Document excerpt
◆ ◆ ◆
Masking involves processing spectral data to emphasize perceptually important spectral data, and is typically done prior to quantization. This makes the perceptually important spectral data more robust to the subsequent quantization. Masking itself typically involves selective quantization, applying different levels of quantization to different ranges of spectral data, or can be performed as part of non-uniform or vector quantization.
Compression decreases the bitrate of audio and video information, which reduces storage and transmission costs. Different end users have different storage and transmission capacities, however, as well as different quality requirements. Thus, for example, a Web site operator would like to be able to stream an audio clip previously compressed to 128 kilobits/second (“Kb/s”) to certain end users at 64 Kb/s. A particular end user might then recompress the 64 Kb/s audio clip to 32 Kb/s to save local storage space. In addition, different end users can require different compression formats.
◆ ◆ ◆
Exercise A
Condense the paragraph of the audio compression text beginning "Compression decreases the bitrate" into a short bulleted list that keeps its main facts.
Exercise B
Using the audio compression text, answer these questions, one per line:
(i) At what point in processing is masking typically done?
(ii) What does compression reduce, according to the text?
(iii) To what bitrate might an end user recompress the 64 Kb/s clip?
Exercise C
Retype everything in the audio compression text from "Masking involves processing" down to "or vector quantization.".

Supplied material
◆ ◆ ◆
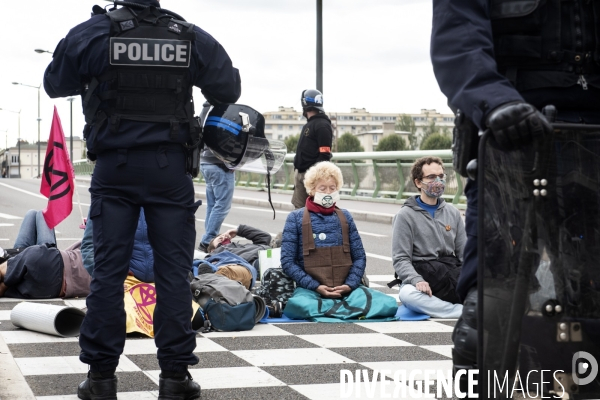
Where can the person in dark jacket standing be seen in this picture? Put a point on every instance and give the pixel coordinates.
(135, 68)
(514, 59)
(314, 144)
(220, 183)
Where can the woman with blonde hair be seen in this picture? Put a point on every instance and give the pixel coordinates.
(321, 249)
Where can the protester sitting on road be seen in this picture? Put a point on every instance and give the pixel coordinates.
(427, 245)
(261, 240)
(39, 270)
(321, 249)
(230, 265)
(141, 264)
◆ ◆ ◆
Problem solution A
- Compression lowers the bitrate of audio and video, which cuts storage and transmission costs.
- End users differ in storage capacity, transmission capacity and quality requirements.
- For example, a Web site operator may want to stream a clip already compressed to 128 Kb/s to some users at 64 Kb/s.
- One of those users might then recompress the 64 Kb/s clip to 32 Kb/s to save local storage.
- Different end users can also require different compression formats.

Problem solution B
(i) Masking is typically done prior to quantization.
(ii) Compression reduces the bitrate of audio and video information, and with it storage and transmission costs.
(iii) An end user might recompress it to 32 Kb/s.

Problem solution C
Masking involves processing spectral data to emphasize perceptually important spectral data, and is typically done prior to quantization. This makes the perceptually important spectral data more robust to the subsequent quantization. Masking itself typically involves selective quantization, applying different levels of quantization to different ranges of spectral data, or can be performed as part of non-uniform or vector quantization.